▸ Trecho da página

Parte da esquerda se sente contemplada pela violência de auto-defesa mostrada no filme, acho que um sintoma de nossos dilemas e atual paralisia – imaginar um contexto popular onde nossas agendas são exercitadas com sucesso e ainda gerando poder de fogo: assembleísmo, amor livre, xamanismo, capoeira…

Sigo com interesse os lances dramáticos do Brexit. A extrema-direita lá também dá golpes, caminha na ilegalidade e joga sujo. O conservadorismo tradicional, “moderado”, está morto e agora flerta com o fascismo. Um comentarista escreveu que pela primeira vez na história da Grã-Bretanha grupos fascistas entoavam nas ruas o nome do primeiro-ministro em exercício… Mas há uma esquerda organizada e atuante ao redor do Labour e o resultado final pode ser um governo socialista…

Nos EUA, pesquisas indicam que Trump perde para candidatos democratas em confronto direto, incluindo o socialista Bernie Sanders…

Mas o louco foi que, ao buscar e assistir filmes no youtube, o algoritmo ficou me jogando conteúdo de direita, pró-Brexit e extremista.

O Itamaraty impediu a exibição de um documentário brasileiro sobre a obra de Chico Buarque, que seria exibido no Paraguai, em um festival. Já o filme Marighella encontra obstáculos para estrear no Brasil, impostos pela Ancine.

Na TV do boteco, onde escrevia estas linhas, vi a propaganda, sem som, da Semana do Brasil. Trata-se de uma iniciativa do governo que associa a Semana da Pátria com descontos comerciais no varejo. A peça de propaganda era uma bizarra mistura de sacolinhas de compras com bandeira a verdeamarelo, compradores felizes e sorridentes exercendo seu civismo com o cartão de crédito.

▸ Atividade
Responda às perguntas abaixo com base no trecho acima.
1. De acordo com as pesquisas citadas, para quem Trump perde em confronto direto nos EUA?
2. Que tipo de conteúdo o algoritmo do YouTube passou a oferecer ao autor?
3. Qual iniciativa do governo associa a Semana da Pátria a descontos comerciais no varejo?

Entradas de dados coletadas:

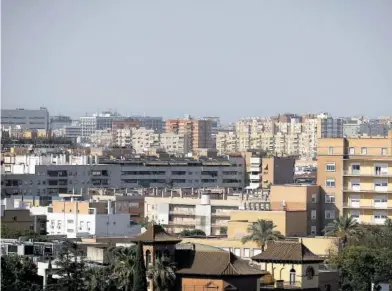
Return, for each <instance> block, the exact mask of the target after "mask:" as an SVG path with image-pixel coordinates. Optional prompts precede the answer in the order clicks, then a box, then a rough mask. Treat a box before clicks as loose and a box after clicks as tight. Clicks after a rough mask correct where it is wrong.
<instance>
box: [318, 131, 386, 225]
mask: <svg viewBox="0 0 392 291" xmlns="http://www.w3.org/2000/svg"><path fill="white" fill-rule="evenodd" d="M318 142H319V146H318V161H317V166H318V173H317V183H318V185H320V186H321V189H322V191H321V199H322V200H323V202H324V204H323V205H324V208H325V210H324V211H325V214H324V225H328V223H330V222H331V221H332V220H333V219H334V218H335V217H337V216H338V215H351V216H354V217H356V219H357V220H358V221H360V222H363V223H370V224H383V223H384V221H385V219H386V218H387V217H389V218H392V198H391V193H392V180H391V177H392V131H389V134H388V136H387V137H356V138H354V137H351V138H324V139H323V138H322V139H320V140H319V141H318Z"/></svg>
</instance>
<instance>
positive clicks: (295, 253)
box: [252, 241, 324, 263]
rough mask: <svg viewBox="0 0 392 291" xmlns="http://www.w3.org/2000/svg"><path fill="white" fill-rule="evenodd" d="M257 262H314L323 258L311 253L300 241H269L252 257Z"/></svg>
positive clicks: (323, 260)
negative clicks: (256, 253) (263, 251)
mask: <svg viewBox="0 0 392 291" xmlns="http://www.w3.org/2000/svg"><path fill="white" fill-rule="evenodd" d="M252 259H253V260H255V261H259V262H287V263H311V262H312V263H316V262H323V261H324V260H323V259H322V258H320V257H319V256H317V255H315V254H313V253H312V252H311V251H310V250H309V249H308V248H307V247H306V246H305V245H304V244H303V243H302V241H299V242H295V241H271V242H269V243H268V245H267V249H266V250H265V251H264V252H263V253H261V254H258V255H256V256H254V257H252Z"/></svg>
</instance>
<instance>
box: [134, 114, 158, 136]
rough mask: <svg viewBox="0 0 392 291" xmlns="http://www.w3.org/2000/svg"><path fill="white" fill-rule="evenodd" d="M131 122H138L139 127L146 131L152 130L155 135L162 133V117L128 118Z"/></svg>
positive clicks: (139, 117) (142, 116) (147, 116)
mask: <svg viewBox="0 0 392 291" xmlns="http://www.w3.org/2000/svg"><path fill="white" fill-rule="evenodd" d="M130 118H131V119H133V120H138V121H139V122H140V127H144V128H146V129H152V130H154V131H155V132H157V133H162V132H163V126H164V121H163V118H162V117H152V116H136V115H134V116H130Z"/></svg>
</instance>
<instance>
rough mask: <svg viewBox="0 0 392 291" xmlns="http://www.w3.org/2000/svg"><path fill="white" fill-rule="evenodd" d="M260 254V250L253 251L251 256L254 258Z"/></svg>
mask: <svg viewBox="0 0 392 291" xmlns="http://www.w3.org/2000/svg"><path fill="white" fill-rule="evenodd" d="M260 253H261V249H253V256H256V255H258V254H260Z"/></svg>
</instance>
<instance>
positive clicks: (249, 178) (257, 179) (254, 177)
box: [249, 175, 261, 180]
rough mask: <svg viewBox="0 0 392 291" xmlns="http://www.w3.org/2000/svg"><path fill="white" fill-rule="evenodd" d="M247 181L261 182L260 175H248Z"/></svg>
mask: <svg viewBox="0 0 392 291" xmlns="http://www.w3.org/2000/svg"><path fill="white" fill-rule="evenodd" d="M249 180H261V176H260V175H249Z"/></svg>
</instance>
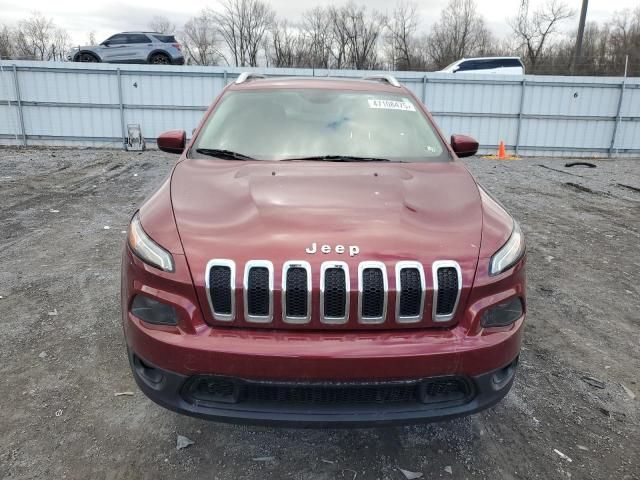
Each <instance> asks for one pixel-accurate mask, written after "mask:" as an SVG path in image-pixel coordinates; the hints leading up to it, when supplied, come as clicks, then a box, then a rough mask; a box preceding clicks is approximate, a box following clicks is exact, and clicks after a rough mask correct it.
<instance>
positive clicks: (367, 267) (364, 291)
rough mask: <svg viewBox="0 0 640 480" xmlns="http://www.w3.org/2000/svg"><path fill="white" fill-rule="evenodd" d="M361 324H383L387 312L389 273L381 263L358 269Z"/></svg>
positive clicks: (373, 263) (362, 263)
mask: <svg viewBox="0 0 640 480" xmlns="http://www.w3.org/2000/svg"><path fill="white" fill-rule="evenodd" d="M358 287H359V293H360V295H359V305H358V313H359V316H360V323H382V322H384V320H385V317H386V312H387V271H386V267H385V265H384V264H383V263H381V262H362V263H361V264H360V266H359V267H358Z"/></svg>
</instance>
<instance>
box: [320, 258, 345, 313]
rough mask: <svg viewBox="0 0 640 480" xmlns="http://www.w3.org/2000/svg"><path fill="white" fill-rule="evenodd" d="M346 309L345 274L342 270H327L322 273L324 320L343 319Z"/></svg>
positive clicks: (339, 268) (334, 269)
mask: <svg viewBox="0 0 640 480" xmlns="http://www.w3.org/2000/svg"><path fill="white" fill-rule="evenodd" d="M346 308H347V284H346V274H345V271H344V269H342V268H335V267H334V268H327V269H326V270H325V271H324V312H323V316H324V318H325V319H327V318H328V319H331V318H344V317H345V316H346Z"/></svg>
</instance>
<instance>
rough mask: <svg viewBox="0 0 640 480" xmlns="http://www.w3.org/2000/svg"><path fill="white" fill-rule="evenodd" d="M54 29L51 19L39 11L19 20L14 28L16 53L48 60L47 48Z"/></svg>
mask: <svg viewBox="0 0 640 480" xmlns="http://www.w3.org/2000/svg"><path fill="white" fill-rule="evenodd" d="M55 29H56V27H55V25H54V23H53V20H51V19H50V18H46V17H44V15H42V14H41V13H34V14H32V15H31V17H29V18H27V19H25V20H22V21H20V22H19V24H18V28H17V30H16V42H15V45H16V50H17V54H18V55H19V56H20V57H24V58H30V59H33V60H49V48H50V45H51V40H52V38H53V35H54V34H55Z"/></svg>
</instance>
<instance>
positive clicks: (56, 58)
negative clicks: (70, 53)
mask: <svg viewBox="0 0 640 480" xmlns="http://www.w3.org/2000/svg"><path fill="white" fill-rule="evenodd" d="M69 48H71V37H70V36H69V34H68V33H67V31H66V30H63V29H61V28H56V29H55V31H54V33H53V37H52V38H51V46H50V48H49V60H53V61H58V62H63V61H65V60H66V59H67V53H68V52H69Z"/></svg>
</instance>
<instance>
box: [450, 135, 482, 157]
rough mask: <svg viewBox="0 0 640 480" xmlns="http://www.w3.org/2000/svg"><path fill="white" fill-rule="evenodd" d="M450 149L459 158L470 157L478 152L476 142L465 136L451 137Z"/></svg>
mask: <svg viewBox="0 0 640 480" xmlns="http://www.w3.org/2000/svg"><path fill="white" fill-rule="evenodd" d="M451 148H453V151H454V152H456V155H457V156H458V157H460V158H462V157H470V156H471V155H475V154H476V152H477V151H478V142H476V140H475V139H473V138H471V137H469V136H467V135H451Z"/></svg>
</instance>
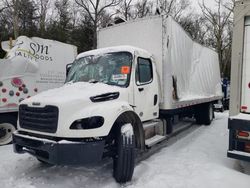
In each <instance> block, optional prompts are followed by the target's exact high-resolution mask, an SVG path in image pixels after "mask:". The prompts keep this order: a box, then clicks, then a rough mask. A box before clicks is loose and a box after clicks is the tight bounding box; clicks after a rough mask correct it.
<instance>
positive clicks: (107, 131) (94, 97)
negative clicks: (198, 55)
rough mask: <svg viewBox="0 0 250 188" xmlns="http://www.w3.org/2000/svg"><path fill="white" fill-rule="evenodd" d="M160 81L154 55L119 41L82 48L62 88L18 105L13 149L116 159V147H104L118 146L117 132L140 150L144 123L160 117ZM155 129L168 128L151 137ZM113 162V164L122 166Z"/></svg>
mask: <svg viewBox="0 0 250 188" xmlns="http://www.w3.org/2000/svg"><path fill="white" fill-rule="evenodd" d="M158 86H159V80H158V75H157V72H156V69H155V62H154V58H153V56H152V54H149V53H148V52H146V51H144V50H142V49H138V48H134V47H130V46H120V47H113V48H105V49H100V50H93V51H89V52H86V53H82V54H80V55H79V56H78V57H77V59H76V60H75V62H74V63H73V65H72V67H71V69H70V71H69V73H68V76H67V79H66V83H65V85H64V86H63V87H60V88H57V89H52V90H49V91H46V92H43V93H41V94H38V95H36V96H34V97H32V98H30V99H26V100H25V101H23V102H22V103H21V104H20V107H19V125H18V132H16V133H14V138H13V142H14V147H15V151H16V152H18V153H22V152H28V153H31V154H32V155H35V156H36V157H37V158H38V159H39V160H41V161H44V162H47V163H52V164H75V163H77V164H79V163H81V164H82V163H89V162H95V161H98V160H100V159H101V158H103V157H104V156H105V155H109V153H112V152H115V155H117V156H118V158H119V154H118V153H119V152H118V151H117V149H115V150H114V151H113V150H111V149H108V148H110V147H111V148H112V147H122V144H121V143H120V142H122V141H121V137H125V138H126V139H127V140H131V142H126V143H127V145H128V146H126V147H127V148H132V149H131V151H130V152H131V153H134V148H137V149H139V150H144V149H145V134H144V131H143V126H142V122H147V121H149V120H152V119H156V118H158V117H159V100H160V97H159V87H158ZM156 123H158V122H156ZM156 123H155V124H156ZM160 125H161V126H162V127H161V130H164V128H163V124H162V123H161V124H160ZM156 134H161V136H164V135H165V134H166V133H164V132H163V131H161V133H160V131H158V133H151V137H153V136H156ZM134 135H136V136H134ZM117 137H118V138H117ZM149 137H150V136H148V138H149ZM43 139H46V140H43ZM31 140H32V142H31ZM118 144H121V146H120V145H118ZM51 145H52V146H53V147H51ZM105 151H109V152H106V153H105ZM111 151H112V152H111ZM126 151H127V150H126ZM123 152H125V151H123ZM120 155H121V154H120ZM59 156H63V157H62V158H61V157H59ZM112 156H114V155H113V154H112ZM118 160H122V159H120V158H119V159H118ZM131 160H133V159H131ZM120 163H121V162H119V164H120ZM115 164H116V165H115V167H114V168H115V169H117V168H121V167H120V166H119V165H117V163H115ZM122 165H127V164H126V163H125V164H122ZM133 165H134V163H133V162H130V166H131V168H132V166H133ZM117 166H118V167H117ZM117 173H120V172H118V171H117ZM127 173H128V174H131V172H127ZM128 178H129V176H128ZM116 179H117V180H118V181H124V180H126V181H127V180H128V179H127V178H125V179H124V177H122V178H121V177H117V178H116Z"/></svg>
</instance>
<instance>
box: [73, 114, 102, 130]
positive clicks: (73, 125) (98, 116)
mask: <svg viewBox="0 0 250 188" xmlns="http://www.w3.org/2000/svg"><path fill="white" fill-rule="evenodd" d="M103 124H104V118H103V117H101V116H93V117H89V118H84V119H79V120H76V121H74V123H72V125H71V126H70V129H96V128H99V127H101V126H102V125H103Z"/></svg>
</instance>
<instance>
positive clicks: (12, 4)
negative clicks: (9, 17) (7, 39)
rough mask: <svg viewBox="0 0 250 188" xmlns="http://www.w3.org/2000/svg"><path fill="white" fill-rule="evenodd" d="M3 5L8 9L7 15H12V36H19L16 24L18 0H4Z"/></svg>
mask: <svg viewBox="0 0 250 188" xmlns="http://www.w3.org/2000/svg"><path fill="white" fill-rule="evenodd" d="M4 5H5V7H6V8H8V10H9V12H10V13H9V15H12V16H11V17H12V24H13V31H14V38H17V37H18V36H19V26H18V14H19V7H20V2H19V0H4Z"/></svg>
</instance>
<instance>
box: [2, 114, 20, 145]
mask: <svg viewBox="0 0 250 188" xmlns="http://www.w3.org/2000/svg"><path fill="white" fill-rule="evenodd" d="M16 125H17V112H10V113H2V114H0V146H1V145H6V144H10V143H11V142H12V133H13V132H14V131H15V130H16Z"/></svg>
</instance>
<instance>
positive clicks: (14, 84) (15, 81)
mask: <svg viewBox="0 0 250 188" xmlns="http://www.w3.org/2000/svg"><path fill="white" fill-rule="evenodd" d="M11 84H12V85H13V86H14V87H22V85H23V81H22V80H21V79H20V78H13V79H12V80H11Z"/></svg>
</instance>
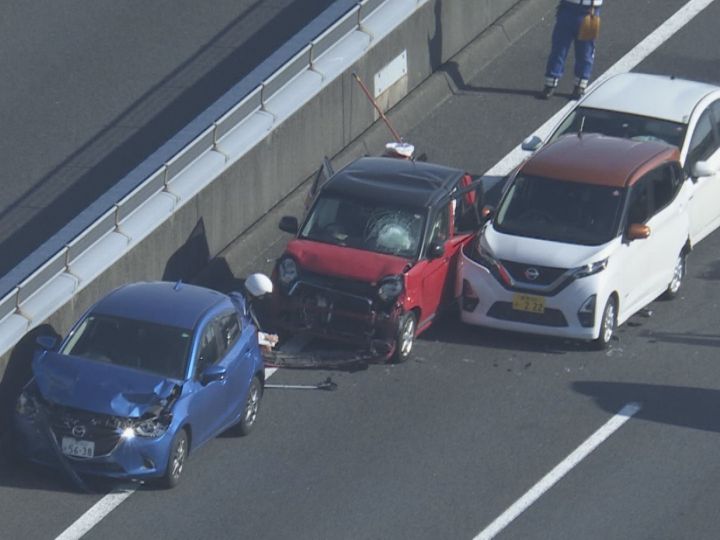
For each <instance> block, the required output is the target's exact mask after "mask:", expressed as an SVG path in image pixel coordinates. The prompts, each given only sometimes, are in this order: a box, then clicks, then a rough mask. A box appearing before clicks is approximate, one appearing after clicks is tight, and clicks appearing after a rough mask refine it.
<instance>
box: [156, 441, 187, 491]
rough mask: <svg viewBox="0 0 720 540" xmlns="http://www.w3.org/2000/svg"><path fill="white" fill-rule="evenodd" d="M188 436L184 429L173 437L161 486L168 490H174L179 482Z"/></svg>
mask: <svg viewBox="0 0 720 540" xmlns="http://www.w3.org/2000/svg"><path fill="white" fill-rule="evenodd" d="M188 446H189V445H188V436H187V432H186V431H185V430H184V429H181V430H180V431H178V432H177V434H176V435H175V438H174V439H173V442H172V445H171V446H170V456H169V458H168V464H167V469H166V470H165V476H163V479H162V483H163V485H164V486H165V487H166V488H168V489H170V488H174V487H175V486H177V485H178V483H179V482H180V477H181V476H182V472H183V468H184V467H185V460H186V459H187V455H188Z"/></svg>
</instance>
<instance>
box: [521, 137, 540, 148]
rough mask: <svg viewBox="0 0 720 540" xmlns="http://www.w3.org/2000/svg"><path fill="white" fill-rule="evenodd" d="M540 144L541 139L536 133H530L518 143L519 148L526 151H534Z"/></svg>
mask: <svg viewBox="0 0 720 540" xmlns="http://www.w3.org/2000/svg"><path fill="white" fill-rule="evenodd" d="M541 145H542V139H541V138H540V137H538V136H537V135H531V136H530V137H528V138H527V139H525V140H524V141H523V142H522V144H521V145H520V148H522V149H523V150H525V151H527V152H534V151H535V150H537V149H538V148H540V146H541Z"/></svg>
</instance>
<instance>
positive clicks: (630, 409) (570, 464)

▸ Resolução detalhada
1. Para candidatos democratas, incluindo o socialista Bernie Sanders.
2. Conteúdo de direita, pró-Brexit e extremista.
3. A Semana do Brasil.